◆ **OBJETIVO DEL EJERCICIO**: Por favor, reescribe todo el material sustituyendo "white cloud" por "gray cloud" y sin cambiar nada más.

=======

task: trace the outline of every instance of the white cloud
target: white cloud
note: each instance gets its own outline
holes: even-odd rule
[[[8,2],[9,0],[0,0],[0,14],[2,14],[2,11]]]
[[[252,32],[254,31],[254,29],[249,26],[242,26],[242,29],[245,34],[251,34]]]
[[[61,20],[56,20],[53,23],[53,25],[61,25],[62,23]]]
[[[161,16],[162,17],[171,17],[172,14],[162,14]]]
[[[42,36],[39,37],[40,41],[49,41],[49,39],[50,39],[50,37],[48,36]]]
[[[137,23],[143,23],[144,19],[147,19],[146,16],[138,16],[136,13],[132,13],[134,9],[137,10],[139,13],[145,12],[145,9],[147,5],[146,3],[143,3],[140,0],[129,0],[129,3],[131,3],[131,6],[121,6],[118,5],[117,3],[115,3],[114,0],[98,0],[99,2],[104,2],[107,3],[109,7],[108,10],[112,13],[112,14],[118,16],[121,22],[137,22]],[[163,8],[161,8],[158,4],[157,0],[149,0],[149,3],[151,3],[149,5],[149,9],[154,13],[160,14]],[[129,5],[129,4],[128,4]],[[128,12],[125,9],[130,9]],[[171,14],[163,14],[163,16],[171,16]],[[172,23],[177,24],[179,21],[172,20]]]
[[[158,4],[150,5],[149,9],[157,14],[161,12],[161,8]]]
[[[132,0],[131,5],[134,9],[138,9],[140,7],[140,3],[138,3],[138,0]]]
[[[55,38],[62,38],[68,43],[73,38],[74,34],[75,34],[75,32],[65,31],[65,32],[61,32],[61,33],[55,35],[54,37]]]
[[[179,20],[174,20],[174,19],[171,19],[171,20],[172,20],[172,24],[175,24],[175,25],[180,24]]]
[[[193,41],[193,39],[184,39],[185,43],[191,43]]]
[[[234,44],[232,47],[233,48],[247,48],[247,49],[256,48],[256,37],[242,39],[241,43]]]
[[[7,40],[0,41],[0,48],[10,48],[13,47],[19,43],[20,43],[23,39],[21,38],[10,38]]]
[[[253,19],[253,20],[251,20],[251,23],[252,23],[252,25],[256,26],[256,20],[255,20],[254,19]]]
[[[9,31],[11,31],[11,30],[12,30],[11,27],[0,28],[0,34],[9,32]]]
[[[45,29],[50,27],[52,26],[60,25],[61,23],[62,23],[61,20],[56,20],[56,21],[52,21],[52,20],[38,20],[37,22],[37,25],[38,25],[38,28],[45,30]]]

=======

◆ **RESULTADO**:
task: trace the outline of every instance of the gray cloud
target: gray cloud
note: each instance gets its own outline
holes: even-odd rule
[[[8,2],[9,0],[0,0],[0,14],[2,14],[2,11]]]
[[[252,32],[254,31],[254,29],[249,26],[242,26],[242,29],[245,34],[251,34]]]
[[[61,20],[56,20],[53,23],[53,25],[61,25],[62,23]]]
[[[161,16],[162,17],[171,17],[172,14],[162,14]]]
[[[42,36],[39,37],[40,41],[49,41],[49,39],[50,39],[50,37],[48,36]]]
[[[137,23],[143,23],[144,19],[147,19],[146,16],[138,16],[136,13],[132,13],[134,9],[137,10],[139,13],[145,12],[145,9],[147,5],[146,3],[143,3],[140,0],[129,0],[129,3],[131,3],[131,6],[121,6],[118,5],[117,3],[115,3],[114,0],[98,0],[99,2],[104,2],[107,3],[109,7],[108,10],[112,13],[112,14],[118,16],[121,22],[137,22]],[[163,8],[161,8],[158,4],[157,0],[149,0],[149,3],[151,3],[149,5],[149,9],[154,13],[160,14]],[[129,5],[129,4],[128,4]],[[128,12],[125,9],[130,9]],[[171,14],[163,14],[163,16],[171,16]],[[172,23],[177,24],[179,21],[172,20]]]
[[[158,4],[150,5],[149,9],[157,14],[161,12],[161,8]]]
[[[132,0],[131,5],[134,9],[138,9],[140,7],[140,3],[138,3],[138,0]]]
[[[55,38],[62,38],[68,43],[73,38],[74,34],[75,34],[75,32],[65,31],[65,32],[61,32],[61,33],[55,35],[54,37]]]
[[[179,20],[174,20],[174,19],[171,19],[171,20],[172,20],[172,24],[175,24],[175,25],[180,24]]]
[[[193,41],[193,39],[184,39],[185,43],[191,43]]]
[[[234,44],[232,47],[233,48],[247,48],[247,49],[256,48],[256,37],[242,39],[241,43]]]
[[[7,40],[0,41],[0,48],[10,48],[13,47],[19,43],[20,43],[23,39],[21,38],[10,38]]]
[[[253,19],[253,20],[251,20],[251,23],[252,23],[252,25],[256,26],[256,20],[255,20],[254,19]]]
[[[9,31],[11,31],[11,30],[12,30],[11,27],[0,28],[0,34],[9,32]]]
[[[45,29],[50,27],[52,26],[60,25],[61,23],[62,23],[61,20],[56,20],[56,21],[52,21],[52,20],[38,20],[37,22],[37,25],[38,25],[38,28],[45,30]]]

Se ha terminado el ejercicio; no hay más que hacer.